Aim:
Repeat all of the records verbatim.

=== Raw records ===

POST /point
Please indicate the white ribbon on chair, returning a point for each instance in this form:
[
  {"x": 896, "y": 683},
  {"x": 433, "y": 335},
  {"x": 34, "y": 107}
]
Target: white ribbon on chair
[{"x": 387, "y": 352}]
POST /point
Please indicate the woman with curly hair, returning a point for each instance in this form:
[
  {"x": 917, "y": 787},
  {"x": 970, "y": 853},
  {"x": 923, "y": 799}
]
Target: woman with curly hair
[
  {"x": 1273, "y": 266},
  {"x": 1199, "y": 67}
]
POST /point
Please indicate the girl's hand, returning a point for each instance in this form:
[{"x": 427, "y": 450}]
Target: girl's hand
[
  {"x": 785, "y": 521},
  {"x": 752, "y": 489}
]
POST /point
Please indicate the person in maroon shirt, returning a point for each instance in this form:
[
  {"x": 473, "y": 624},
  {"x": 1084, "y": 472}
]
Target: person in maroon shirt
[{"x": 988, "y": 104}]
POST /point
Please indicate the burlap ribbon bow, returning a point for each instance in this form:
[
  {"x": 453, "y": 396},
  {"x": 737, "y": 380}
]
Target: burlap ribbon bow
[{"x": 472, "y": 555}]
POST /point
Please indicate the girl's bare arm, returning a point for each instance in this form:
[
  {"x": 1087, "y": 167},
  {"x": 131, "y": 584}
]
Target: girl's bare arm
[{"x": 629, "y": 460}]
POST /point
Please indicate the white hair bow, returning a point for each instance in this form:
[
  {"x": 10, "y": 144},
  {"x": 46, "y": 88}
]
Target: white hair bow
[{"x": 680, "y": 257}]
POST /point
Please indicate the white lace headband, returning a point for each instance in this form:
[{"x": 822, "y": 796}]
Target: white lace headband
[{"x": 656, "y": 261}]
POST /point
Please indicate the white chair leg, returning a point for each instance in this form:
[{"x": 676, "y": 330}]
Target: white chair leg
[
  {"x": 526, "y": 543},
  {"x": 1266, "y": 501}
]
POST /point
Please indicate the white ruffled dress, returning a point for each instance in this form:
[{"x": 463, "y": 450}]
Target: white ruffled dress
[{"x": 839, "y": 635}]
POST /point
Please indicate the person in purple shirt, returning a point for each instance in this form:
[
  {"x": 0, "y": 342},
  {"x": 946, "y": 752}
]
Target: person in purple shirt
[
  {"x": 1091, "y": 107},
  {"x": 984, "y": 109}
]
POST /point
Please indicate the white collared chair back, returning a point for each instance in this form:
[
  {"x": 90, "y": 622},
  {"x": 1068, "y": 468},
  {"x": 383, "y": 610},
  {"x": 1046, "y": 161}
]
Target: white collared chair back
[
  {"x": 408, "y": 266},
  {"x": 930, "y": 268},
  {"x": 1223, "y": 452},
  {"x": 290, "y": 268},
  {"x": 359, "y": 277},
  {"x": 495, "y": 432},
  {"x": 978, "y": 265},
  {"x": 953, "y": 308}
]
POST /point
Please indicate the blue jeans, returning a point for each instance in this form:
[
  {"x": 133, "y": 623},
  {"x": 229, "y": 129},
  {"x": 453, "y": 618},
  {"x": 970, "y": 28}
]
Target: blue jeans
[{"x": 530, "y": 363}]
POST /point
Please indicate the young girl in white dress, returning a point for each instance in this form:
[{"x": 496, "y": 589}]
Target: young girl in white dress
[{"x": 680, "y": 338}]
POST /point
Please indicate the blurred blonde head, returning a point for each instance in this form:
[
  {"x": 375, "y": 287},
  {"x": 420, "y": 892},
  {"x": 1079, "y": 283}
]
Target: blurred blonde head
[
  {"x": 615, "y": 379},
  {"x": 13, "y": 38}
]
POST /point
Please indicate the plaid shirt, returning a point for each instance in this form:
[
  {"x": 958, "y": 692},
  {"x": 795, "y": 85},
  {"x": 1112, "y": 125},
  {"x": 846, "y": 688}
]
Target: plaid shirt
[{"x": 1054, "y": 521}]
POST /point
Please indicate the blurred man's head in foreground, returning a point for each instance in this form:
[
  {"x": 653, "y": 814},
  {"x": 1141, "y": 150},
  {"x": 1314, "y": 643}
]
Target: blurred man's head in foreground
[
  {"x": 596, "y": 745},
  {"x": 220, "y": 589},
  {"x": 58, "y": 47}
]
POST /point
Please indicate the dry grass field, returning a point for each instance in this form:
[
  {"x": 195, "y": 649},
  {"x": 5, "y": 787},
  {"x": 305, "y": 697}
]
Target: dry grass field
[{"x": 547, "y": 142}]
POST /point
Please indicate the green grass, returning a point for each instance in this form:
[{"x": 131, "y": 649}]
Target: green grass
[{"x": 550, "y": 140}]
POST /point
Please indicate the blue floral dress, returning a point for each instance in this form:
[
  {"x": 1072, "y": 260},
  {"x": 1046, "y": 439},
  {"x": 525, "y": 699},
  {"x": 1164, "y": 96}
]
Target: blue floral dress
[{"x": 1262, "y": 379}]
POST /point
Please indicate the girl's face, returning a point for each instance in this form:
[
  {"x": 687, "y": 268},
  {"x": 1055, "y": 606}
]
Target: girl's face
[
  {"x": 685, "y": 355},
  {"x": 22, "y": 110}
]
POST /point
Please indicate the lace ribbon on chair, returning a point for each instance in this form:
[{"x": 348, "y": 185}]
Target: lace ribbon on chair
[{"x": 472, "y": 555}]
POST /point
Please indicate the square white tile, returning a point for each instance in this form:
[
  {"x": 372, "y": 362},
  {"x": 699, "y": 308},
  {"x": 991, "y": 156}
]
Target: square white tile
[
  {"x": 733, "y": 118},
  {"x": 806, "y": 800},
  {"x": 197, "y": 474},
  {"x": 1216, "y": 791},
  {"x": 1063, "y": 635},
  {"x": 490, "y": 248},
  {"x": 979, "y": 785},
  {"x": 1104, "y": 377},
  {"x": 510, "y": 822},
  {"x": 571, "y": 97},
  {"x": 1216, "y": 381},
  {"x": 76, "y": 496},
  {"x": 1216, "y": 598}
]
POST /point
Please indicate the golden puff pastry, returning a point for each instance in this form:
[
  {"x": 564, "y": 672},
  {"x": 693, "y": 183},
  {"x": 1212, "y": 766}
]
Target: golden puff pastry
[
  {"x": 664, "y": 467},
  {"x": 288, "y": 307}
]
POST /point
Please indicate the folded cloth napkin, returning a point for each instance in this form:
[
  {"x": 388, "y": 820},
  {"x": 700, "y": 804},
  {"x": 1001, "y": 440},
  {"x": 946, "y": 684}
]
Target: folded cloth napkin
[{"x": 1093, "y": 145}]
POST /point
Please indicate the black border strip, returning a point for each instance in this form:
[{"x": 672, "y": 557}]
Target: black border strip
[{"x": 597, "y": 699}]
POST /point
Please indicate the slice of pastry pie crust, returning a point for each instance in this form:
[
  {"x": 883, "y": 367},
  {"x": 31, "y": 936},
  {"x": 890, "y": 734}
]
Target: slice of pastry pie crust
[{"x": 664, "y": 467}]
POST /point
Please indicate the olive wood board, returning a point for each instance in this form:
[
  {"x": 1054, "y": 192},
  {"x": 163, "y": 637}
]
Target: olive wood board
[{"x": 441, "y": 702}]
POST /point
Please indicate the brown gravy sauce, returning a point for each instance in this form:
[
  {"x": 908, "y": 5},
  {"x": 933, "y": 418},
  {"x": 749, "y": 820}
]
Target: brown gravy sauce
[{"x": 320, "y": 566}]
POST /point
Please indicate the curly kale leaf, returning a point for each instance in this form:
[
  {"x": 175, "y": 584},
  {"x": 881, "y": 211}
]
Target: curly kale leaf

===

Task response:
POST /point
Please indicate the white ribbon on chair, returning a point for each instance in this form:
[
  {"x": 896, "y": 683},
  {"x": 433, "y": 335},
  {"x": 34, "y": 107}
]
Target: white ribbon on chair
[{"x": 387, "y": 352}]
POST /point
Please indicate the woman with curly hair, returning a point for each instance in this form:
[
  {"x": 917, "y": 787},
  {"x": 970, "y": 853},
  {"x": 923, "y": 799}
]
Target: woman with curly hair
[
  {"x": 1273, "y": 266},
  {"x": 1199, "y": 67}
]
POST /point
Please indicate the girl's hand, returning a point for each instance in this form:
[{"x": 427, "y": 450}]
Target: girl's hand
[
  {"x": 785, "y": 521},
  {"x": 752, "y": 489}
]
POST /point
Please indicate the person in maroon shirt, returning a point for each instance in this form:
[
  {"x": 473, "y": 624},
  {"x": 1084, "y": 472}
]
Target: person in maroon shirt
[{"x": 988, "y": 104}]
POST /point
Please indicate the burlap ribbon bow, returning a point for each instance in this form:
[
  {"x": 453, "y": 396},
  {"x": 737, "y": 380}
]
Target: burlap ribbon bow
[{"x": 472, "y": 555}]
POST /point
Please indicate the girl's bare arm, returning a point for each instance in this form:
[
  {"x": 1087, "y": 167},
  {"x": 131, "y": 584}
]
Target: girl's bare arm
[{"x": 629, "y": 460}]
POST /point
Please indicate the white hair bow, returning a point for each instance in this form:
[
  {"x": 10, "y": 144},
  {"x": 46, "y": 88}
]
Target: white hair bow
[{"x": 680, "y": 257}]
POST /point
Please indicate the white lace headband, returning a point for each instance in this form:
[{"x": 822, "y": 796}]
Target: white lace headband
[{"x": 656, "y": 261}]
POST /point
Please indicate the white chair leg, returning a point for each instance in this form:
[{"x": 676, "y": 330}]
Target: white chair leg
[
  {"x": 526, "y": 543},
  {"x": 1266, "y": 501}
]
POST /point
Please indicate the white ruffled dress, returning a point for each instance in this form:
[{"x": 463, "y": 450}]
Target: white ruffled dress
[{"x": 839, "y": 635}]
POST /point
Please indicate the person in purple shirt, returning a point for each instance in this form:
[
  {"x": 0, "y": 342},
  {"x": 946, "y": 752}
]
Target: person in purple shirt
[
  {"x": 1091, "y": 107},
  {"x": 984, "y": 109}
]
POST /point
Please indicate the white collared chair back, returning a point for each instance in this form:
[
  {"x": 90, "y": 622},
  {"x": 1068, "y": 468},
  {"x": 383, "y": 610},
  {"x": 1046, "y": 161}
]
Target: white collared chair back
[
  {"x": 408, "y": 266},
  {"x": 930, "y": 268},
  {"x": 1223, "y": 452},
  {"x": 290, "y": 268},
  {"x": 359, "y": 277},
  {"x": 495, "y": 432},
  {"x": 978, "y": 265},
  {"x": 953, "y": 308}
]
POST /point
Please indicate the blue jeans, returning a point for each instance in this form:
[
  {"x": 133, "y": 623},
  {"x": 229, "y": 129},
  {"x": 453, "y": 618},
  {"x": 970, "y": 28}
]
Target: blue jeans
[{"x": 530, "y": 363}]
POST /point
Please indicate the young girl in white dress, returning a point for each instance in this form:
[{"x": 496, "y": 589}]
Target: young girl in white dress
[{"x": 680, "y": 338}]
POST /point
Please indicate the blurred blonde head, returning a point for each instance in this form:
[
  {"x": 375, "y": 287},
  {"x": 420, "y": 892},
  {"x": 1079, "y": 283}
]
Target: blurred blonde head
[
  {"x": 615, "y": 379},
  {"x": 13, "y": 38}
]
POST /point
Please indicate the plaid shirt, returning a point for each instance in this form:
[
  {"x": 958, "y": 692},
  {"x": 795, "y": 85},
  {"x": 1112, "y": 125},
  {"x": 846, "y": 688}
]
Target: plaid shirt
[{"x": 1054, "y": 521}]
POST /point
Please indicate the blurred man's head in foreground, returning a point for each instance in this form:
[
  {"x": 653, "y": 814},
  {"x": 1141, "y": 150},
  {"x": 1314, "y": 643}
]
Target: blurred man's head in foreground
[
  {"x": 596, "y": 745},
  {"x": 220, "y": 589},
  {"x": 58, "y": 47}
]
POST /point
Please indicate the dry grass field, returning a point for each instance in this form:
[
  {"x": 195, "y": 649},
  {"x": 5, "y": 787},
  {"x": 305, "y": 697}
]
Target: dry grass field
[{"x": 547, "y": 142}]
POST /point
Please indicate the green grass, returning a point for each instance in this form:
[{"x": 131, "y": 649}]
Target: green grass
[{"x": 550, "y": 140}]
POST /point
Please indicate the blue floral dress, returning a point for each instance in this form:
[
  {"x": 1072, "y": 260},
  {"x": 1046, "y": 439},
  {"x": 525, "y": 699},
  {"x": 1164, "y": 96}
]
Target: blue floral dress
[{"x": 1262, "y": 379}]
POST /point
Please indicate the girl's face, returning a point for each instance in this form:
[
  {"x": 687, "y": 268},
  {"x": 1055, "y": 606}
]
Target: girl's face
[
  {"x": 685, "y": 355},
  {"x": 22, "y": 110}
]
POST /point
Please indicate the lace ribbon on chair, returning a point for each instance in this form:
[{"x": 348, "y": 185}]
Target: lace ribbon on chair
[{"x": 472, "y": 555}]
POST /point
Please indicate the square white tile, returning a point for each instance in this form:
[
  {"x": 372, "y": 362},
  {"x": 699, "y": 308},
  {"x": 991, "y": 156}
]
Target: square white tile
[
  {"x": 733, "y": 118},
  {"x": 806, "y": 800},
  {"x": 197, "y": 474},
  {"x": 1216, "y": 791},
  {"x": 1063, "y": 635},
  {"x": 490, "y": 248},
  {"x": 979, "y": 785},
  {"x": 1104, "y": 377},
  {"x": 510, "y": 822},
  {"x": 571, "y": 97},
  {"x": 1216, "y": 381},
  {"x": 76, "y": 496},
  {"x": 1216, "y": 598}
]
POST /point
Please indicate the golden puff pastry, returning a point for each instance in this form:
[
  {"x": 564, "y": 672},
  {"x": 693, "y": 183},
  {"x": 1212, "y": 766}
]
Target: golden puff pastry
[
  {"x": 664, "y": 467},
  {"x": 288, "y": 307}
]
POST /point
Please indicate the folded cloth napkin, returning a point for each instance in this form:
[
  {"x": 388, "y": 820},
  {"x": 700, "y": 804},
  {"x": 1001, "y": 440},
  {"x": 946, "y": 684}
]
Target: folded cloth napkin
[{"x": 1093, "y": 145}]
POST /point
Please indicate the black border strip, returning a point for each instance in this form:
[{"x": 672, "y": 557}]
Target: black border strip
[{"x": 597, "y": 699}]
POST /point
Please indicate the slice of pastry pie crust, returning a point for each instance in this form:
[
  {"x": 883, "y": 367},
  {"x": 31, "y": 936},
  {"x": 890, "y": 734}
]
Target: slice of pastry pie crust
[{"x": 664, "y": 467}]
POST /point
Please indicate the olive wood board, returning a point for each instance in this form:
[
  {"x": 1054, "y": 192},
  {"x": 163, "y": 637}
]
Target: olive wood board
[{"x": 441, "y": 702}]
POST /point
Please indicate the brown gravy sauce, returning a point for each instance in this form:
[
  {"x": 908, "y": 5},
  {"x": 933, "y": 418},
  {"x": 749, "y": 820}
]
Target: brown gravy sauce
[{"x": 320, "y": 566}]
POST /point
Please indicate the curly kale leaf, returning a point for each instance in this form:
[
  {"x": 175, "y": 584},
  {"x": 881, "y": 211}
]
Target: curly kale leaf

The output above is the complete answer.